# Page text:

Although a few products have returned to shelves, J&J has lost about $1 billion in sales because of the recalls and shutdown.
"Today's news about the Infants' Tylenol recall is clearly disappointing after all the progress that McNeil has been making to ensure its products meet the highest level of quality and consumer satisfaction," J&J chairman and chief executive officer Bill Weldon said in a statement. "It's also an important reminder that we must take every step to preserve and reinforce our commitment to patients and customers, and that is why we are taking the voluntary actions we did today."
In trying to get Tylenol, Motrin and other nonprescription medicines back to the market, J&J has shifted production to facilities all over the world. The syringe-flow restrictor system and the lots of medicine in the recall were made in Latina, Italy.

# Required action 1:
Answer these questions from the Tylenol recall article:
(a) About how much in sales has J&J lost because of the recalls and shutdown?
(b) Who is J&J's chairman and chief executive officer?
(c) Where were the syringe-flow restrictor system and the recalled lots of medicine made?
# Required action 2:
List every medicine named in the Tylenol recall article.
# Required action 3:
Carry on the Tylenol recall article from its last sentence.
The records that follow come from a different source than the article.

# Information given:
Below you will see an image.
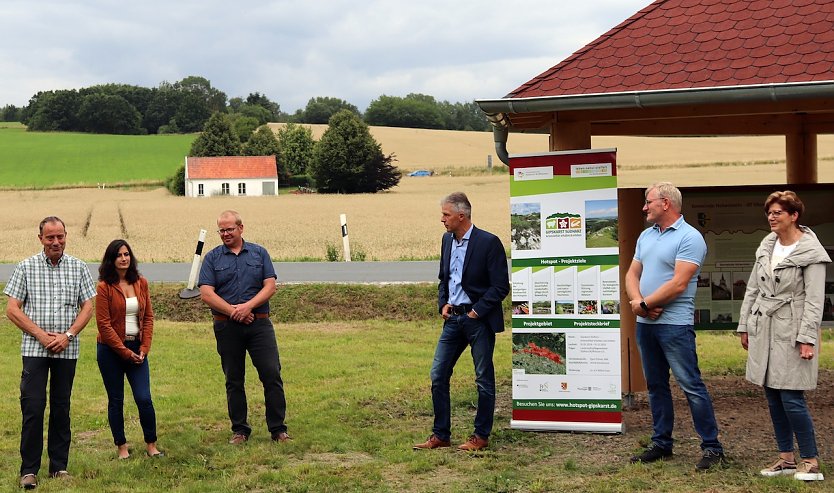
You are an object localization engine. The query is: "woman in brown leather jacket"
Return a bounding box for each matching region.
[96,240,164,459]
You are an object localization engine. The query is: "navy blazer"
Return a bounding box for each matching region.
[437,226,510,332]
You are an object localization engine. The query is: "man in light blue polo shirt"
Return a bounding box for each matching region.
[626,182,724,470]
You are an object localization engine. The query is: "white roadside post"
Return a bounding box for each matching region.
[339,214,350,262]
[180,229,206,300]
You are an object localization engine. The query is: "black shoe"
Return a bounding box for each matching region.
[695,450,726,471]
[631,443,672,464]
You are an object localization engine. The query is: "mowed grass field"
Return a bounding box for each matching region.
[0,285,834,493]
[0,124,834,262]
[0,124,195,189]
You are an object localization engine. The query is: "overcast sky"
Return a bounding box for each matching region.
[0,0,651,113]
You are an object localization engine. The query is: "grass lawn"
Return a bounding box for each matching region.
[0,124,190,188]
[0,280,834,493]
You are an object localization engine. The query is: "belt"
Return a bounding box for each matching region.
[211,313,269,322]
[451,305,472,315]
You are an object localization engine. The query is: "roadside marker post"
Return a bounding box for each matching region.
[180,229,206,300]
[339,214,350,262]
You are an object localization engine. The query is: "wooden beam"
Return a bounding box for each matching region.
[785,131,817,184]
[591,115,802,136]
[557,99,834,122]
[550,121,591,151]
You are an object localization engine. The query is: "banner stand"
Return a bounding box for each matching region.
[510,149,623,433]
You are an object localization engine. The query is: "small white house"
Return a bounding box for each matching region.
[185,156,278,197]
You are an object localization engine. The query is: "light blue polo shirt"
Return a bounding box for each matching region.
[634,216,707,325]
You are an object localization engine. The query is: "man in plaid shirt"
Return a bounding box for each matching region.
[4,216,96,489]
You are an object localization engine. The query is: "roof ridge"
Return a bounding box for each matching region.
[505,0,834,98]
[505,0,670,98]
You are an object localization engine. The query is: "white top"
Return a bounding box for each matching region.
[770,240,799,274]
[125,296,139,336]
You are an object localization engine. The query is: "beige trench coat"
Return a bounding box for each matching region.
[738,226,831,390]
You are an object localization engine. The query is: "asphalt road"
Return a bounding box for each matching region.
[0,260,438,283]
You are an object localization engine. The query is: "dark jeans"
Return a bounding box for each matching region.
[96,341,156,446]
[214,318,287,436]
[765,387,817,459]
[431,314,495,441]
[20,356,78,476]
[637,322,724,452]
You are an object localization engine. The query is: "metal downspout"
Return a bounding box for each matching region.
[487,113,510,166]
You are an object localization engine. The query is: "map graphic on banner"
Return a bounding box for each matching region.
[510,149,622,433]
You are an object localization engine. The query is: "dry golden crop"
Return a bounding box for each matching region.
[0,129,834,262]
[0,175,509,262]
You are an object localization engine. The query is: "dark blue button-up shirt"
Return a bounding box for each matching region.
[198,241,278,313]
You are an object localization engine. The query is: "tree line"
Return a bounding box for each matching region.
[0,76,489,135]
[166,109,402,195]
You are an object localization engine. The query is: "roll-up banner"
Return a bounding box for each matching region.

# Expected answer 1:
(a) About $1 billion
(b) Bill Weldon
(c) Latina, Italy

# Expected answer 2:
Infants' Tylenol, Tylenol, Motrin

# Expected answer 3:
In trying to avoid spillage and dosing concerns, engineers designed a plastic syringe, without a needle, to be inserted into a cap atop the bottle, with a flow restrictor to measure the dosage. Theoretically, turning the bottle upside down would allow parents to draw the proper amount of medicine into the syringe and then squirt it into the child's mouth.
Infants' Tylenol was for children 2 years old and under. Children's Tylenol, for those aged 2 to 11, is still available.
However, a few parents pushed the flow restrictor into the bottle when they tried to use the syringe. J&J says the medicine is not unsafe, and it reports no adverse effects. According to the company, if the flow restrictor remains in place the product may be used.
McNeil spokeswoman Bonnie Jacobs said, "The system was tested before it went on the market, but with some consumer products, problems only become apparent when they are used by many customers in real-life situations."